» What the exercise asks: Return exactly the lines that run from the one containing "Query: paved sidewalk" to the end of the entries, with both ends included.

═══ Data supplied

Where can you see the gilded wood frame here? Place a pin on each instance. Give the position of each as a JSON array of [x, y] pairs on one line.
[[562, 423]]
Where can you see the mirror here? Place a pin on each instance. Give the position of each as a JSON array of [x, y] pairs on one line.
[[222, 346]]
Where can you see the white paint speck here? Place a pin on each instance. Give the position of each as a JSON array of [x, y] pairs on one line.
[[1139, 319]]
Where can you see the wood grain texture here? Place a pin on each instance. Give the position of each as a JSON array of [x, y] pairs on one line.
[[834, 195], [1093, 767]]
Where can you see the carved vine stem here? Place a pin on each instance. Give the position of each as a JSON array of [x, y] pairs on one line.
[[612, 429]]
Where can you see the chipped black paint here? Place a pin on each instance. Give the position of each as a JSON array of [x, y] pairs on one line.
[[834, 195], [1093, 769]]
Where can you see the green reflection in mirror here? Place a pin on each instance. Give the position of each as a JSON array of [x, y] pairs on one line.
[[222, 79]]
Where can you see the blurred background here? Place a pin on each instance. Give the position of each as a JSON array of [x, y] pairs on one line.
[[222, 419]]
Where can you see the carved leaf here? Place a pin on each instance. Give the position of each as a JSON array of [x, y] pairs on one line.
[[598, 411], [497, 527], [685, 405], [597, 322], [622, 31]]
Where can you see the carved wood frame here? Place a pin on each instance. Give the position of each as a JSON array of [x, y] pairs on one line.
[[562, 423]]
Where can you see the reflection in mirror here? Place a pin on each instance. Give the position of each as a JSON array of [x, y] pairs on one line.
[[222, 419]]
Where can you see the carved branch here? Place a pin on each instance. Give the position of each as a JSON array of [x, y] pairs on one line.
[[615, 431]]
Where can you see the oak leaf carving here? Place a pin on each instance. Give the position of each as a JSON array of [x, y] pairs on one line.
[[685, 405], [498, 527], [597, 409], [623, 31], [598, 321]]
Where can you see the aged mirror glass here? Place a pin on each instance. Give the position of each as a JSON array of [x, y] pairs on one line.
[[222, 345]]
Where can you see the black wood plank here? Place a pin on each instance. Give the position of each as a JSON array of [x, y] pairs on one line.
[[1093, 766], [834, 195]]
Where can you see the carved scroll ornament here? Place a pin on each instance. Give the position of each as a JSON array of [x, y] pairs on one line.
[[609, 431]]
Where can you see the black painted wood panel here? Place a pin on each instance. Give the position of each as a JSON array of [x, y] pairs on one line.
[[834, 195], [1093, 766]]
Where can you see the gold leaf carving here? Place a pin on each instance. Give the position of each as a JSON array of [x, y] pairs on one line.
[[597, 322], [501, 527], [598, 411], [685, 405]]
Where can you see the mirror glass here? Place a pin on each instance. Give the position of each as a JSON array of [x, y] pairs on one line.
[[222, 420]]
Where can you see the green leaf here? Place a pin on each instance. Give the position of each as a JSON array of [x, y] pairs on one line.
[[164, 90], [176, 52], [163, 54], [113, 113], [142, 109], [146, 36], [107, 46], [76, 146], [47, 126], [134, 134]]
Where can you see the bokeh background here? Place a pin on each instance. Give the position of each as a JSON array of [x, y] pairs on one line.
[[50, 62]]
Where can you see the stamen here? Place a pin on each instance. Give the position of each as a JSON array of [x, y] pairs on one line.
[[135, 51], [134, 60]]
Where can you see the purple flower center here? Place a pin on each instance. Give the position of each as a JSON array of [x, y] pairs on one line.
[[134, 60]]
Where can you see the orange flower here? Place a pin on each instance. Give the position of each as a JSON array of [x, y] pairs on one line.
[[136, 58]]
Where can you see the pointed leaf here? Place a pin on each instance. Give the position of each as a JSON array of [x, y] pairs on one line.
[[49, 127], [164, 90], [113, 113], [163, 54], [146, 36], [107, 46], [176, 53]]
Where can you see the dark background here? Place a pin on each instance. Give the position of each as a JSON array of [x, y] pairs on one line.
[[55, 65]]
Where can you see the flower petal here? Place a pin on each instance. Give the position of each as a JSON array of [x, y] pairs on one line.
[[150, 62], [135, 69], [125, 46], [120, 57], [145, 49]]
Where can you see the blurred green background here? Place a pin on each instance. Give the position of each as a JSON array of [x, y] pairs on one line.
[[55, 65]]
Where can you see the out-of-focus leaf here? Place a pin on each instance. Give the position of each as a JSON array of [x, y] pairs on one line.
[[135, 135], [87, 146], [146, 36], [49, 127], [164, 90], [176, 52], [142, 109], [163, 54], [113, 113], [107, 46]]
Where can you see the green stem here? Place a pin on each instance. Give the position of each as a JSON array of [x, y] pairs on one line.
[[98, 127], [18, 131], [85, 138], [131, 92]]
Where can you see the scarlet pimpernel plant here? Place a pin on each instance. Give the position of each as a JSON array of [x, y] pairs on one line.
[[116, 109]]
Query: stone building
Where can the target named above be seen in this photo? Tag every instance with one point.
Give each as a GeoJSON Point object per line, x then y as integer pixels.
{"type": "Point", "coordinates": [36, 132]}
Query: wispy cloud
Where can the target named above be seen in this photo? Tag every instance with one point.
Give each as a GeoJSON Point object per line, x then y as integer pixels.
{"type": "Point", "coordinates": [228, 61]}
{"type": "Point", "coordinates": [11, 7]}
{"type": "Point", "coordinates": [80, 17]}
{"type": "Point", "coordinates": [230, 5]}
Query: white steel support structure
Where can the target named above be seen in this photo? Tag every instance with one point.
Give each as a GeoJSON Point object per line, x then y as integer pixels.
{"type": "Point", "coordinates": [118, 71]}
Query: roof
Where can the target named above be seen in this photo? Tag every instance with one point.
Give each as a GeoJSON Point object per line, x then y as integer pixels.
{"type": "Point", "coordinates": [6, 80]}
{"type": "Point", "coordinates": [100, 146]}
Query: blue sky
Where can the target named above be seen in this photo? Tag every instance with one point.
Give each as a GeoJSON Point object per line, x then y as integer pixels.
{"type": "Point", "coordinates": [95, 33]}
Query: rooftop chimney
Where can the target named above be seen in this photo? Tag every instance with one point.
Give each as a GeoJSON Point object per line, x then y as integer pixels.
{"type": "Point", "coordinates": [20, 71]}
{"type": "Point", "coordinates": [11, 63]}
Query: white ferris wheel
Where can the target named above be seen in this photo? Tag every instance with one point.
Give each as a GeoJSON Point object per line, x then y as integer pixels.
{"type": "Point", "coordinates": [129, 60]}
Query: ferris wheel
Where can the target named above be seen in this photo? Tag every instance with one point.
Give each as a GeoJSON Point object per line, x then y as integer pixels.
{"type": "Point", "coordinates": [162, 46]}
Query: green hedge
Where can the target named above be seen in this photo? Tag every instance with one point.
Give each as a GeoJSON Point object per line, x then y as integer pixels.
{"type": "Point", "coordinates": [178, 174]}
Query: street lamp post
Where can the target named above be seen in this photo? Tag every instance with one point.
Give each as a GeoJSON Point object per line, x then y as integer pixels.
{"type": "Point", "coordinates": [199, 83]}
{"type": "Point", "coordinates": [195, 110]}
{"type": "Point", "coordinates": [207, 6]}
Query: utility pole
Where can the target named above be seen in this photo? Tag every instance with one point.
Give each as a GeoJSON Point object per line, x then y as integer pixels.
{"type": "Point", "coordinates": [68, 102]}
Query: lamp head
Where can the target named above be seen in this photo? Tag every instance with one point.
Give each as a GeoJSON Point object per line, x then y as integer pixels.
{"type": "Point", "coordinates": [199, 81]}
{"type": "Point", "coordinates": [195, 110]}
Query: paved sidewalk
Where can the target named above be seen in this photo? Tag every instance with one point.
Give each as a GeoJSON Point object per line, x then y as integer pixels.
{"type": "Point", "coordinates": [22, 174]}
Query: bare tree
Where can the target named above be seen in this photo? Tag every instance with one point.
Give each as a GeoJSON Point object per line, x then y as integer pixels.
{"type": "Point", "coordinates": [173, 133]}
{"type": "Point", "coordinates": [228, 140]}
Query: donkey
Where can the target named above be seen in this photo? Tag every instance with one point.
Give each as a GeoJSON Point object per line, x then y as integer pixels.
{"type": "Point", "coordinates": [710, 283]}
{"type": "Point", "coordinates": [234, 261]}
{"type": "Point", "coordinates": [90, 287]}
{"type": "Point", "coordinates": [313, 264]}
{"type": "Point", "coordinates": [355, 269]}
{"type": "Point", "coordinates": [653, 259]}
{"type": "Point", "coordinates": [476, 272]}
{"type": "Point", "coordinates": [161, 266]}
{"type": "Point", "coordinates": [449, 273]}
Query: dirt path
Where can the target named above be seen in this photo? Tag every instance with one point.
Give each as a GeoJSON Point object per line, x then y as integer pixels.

══════

» Exercise response:
Query: paved sidewalk
Where can the target named above be seen in this photo? Tag every instance with one point.
Give each as a GeoJSON Point object per line, x then y as integer pixels.
{"type": "Point", "coordinates": [22, 174]}
Query: bare tree
Where can the target named above be seen in this photo? Tag every instance with one point.
Give each as a GeoJSON Point object per line, x then y as integer pixels.
{"type": "Point", "coordinates": [173, 133]}
{"type": "Point", "coordinates": [228, 140]}
Query: donkey
Where can the target named above be seen in this photo? Tag every instance with one point.
Give each as a GeoJSON Point object per line, x then y as integer pixels.
{"type": "Point", "coordinates": [710, 283]}
{"type": "Point", "coordinates": [234, 261]}
{"type": "Point", "coordinates": [90, 287]}
{"type": "Point", "coordinates": [313, 264]}
{"type": "Point", "coordinates": [355, 269]}
{"type": "Point", "coordinates": [653, 259]}
{"type": "Point", "coordinates": [476, 272]}
{"type": "Point", "coordinates": [161, 266]}
{"type": "Point", "coordinates": [449, 273]}
Query: dirt path
Where can the target named above be seen in this photo? Tag every instance with one point.
Give each as a GeoJSON Point object per line, x then y as integer pixels.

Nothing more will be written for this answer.